> **Description of the task**
The records are to be copied exactly and in full.

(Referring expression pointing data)
=== Begin Enclosure ===
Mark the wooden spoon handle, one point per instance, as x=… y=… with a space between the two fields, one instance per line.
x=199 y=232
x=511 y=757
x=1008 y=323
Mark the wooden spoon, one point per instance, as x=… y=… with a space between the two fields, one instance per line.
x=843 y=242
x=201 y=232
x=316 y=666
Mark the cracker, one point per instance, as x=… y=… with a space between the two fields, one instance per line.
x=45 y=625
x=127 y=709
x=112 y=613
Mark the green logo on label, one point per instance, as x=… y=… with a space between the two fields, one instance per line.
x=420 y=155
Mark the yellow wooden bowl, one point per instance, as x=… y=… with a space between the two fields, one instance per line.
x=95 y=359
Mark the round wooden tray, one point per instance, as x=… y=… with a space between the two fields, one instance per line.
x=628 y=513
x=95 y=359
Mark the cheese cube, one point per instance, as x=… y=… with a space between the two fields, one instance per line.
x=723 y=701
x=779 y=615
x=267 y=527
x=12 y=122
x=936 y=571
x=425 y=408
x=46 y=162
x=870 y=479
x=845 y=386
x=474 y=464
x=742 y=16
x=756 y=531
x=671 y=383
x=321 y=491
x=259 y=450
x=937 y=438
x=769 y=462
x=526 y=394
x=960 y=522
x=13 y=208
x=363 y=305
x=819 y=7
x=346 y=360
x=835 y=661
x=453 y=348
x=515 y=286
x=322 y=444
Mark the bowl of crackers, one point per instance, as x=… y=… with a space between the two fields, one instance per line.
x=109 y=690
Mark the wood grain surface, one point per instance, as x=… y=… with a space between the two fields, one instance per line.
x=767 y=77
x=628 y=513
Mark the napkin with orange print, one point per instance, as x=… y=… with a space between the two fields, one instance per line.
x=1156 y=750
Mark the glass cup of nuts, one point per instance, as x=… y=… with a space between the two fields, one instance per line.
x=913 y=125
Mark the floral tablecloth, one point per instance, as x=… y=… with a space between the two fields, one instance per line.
=== End Enclosure ===
> **Written reply**
Mark the wooden spoon handle, one point per instance, as x=… y=… with a space between the two fields, one instance per line.
x=199 y=232
x=511 y=757
x=1008 y=323
Mark the wooden spoon, one point per instance, as x=… y=… with a space between the two fields, one instance per line.
x=843 y=242
x=201 y=232
x=316 y=666
Mark the cracker, one point per instance, as x=… y=… with a space between the two fields, one instance per line.
x=45 y=625
x=127 y=709
x=112 y=613
Mark the green logo on label, one point per instance, as x=… y=… with a space between the two fields, one instance per line.
x=420 y=155
Mark the yellow wooden bowl, one point per instance, as x=… y=… with a space between the two fields, one instance per line.
x=95 y=359
Mark the round wooden tray, one point per instance, as x=… y=… with a space between the two fields, one instance per line.
x=628 y=513
x=95 y=359
Mark the cheese cube, one point per instance, as x=… y=… with a space between the two fields, one instance per line.
x=723 y=701
x=779 y=615
x=267 y=527
x=12 y=122
x=936 y=571
x=425 y=408
x=46 y=162
x=870 y=479
x=845 y=386
x=474 y=464
x=742 y=16
x=756 y=531
x=671 y=383
x=321 y=491
x=259 y=450
x=937 y=438
x=769 y=462
x=526 y=394
x=960 y=522
x=13 y=208
x=363 y=305
x=819 y=7
x=346 y=360
x=835 y=661
x=453 y=348
x=515 y=286
x=322 y=444
Mark the bowl of crackers, one point per instance, as x=… y=… with a space between the two fields, one instance per line.
x=109 y=690
Mark the wood grain surface, one point per instance, as x=… y=… with a space between the two fields, one instance per line.
x=767 y=77
x=628 y=513
Mark the napkin with orange print, one point per instance, as x=… y=… with a space between the two fields, one instance per line.
x=1156 y=750
Mark the glass cup of nuts, one point per instance, as x=… y=… with a space between the two fields, one instance per line.
x=913 y=125
Mark the floral tablecloth, one point per instance, as x=… y=… with a space between the two fields, one instance per line.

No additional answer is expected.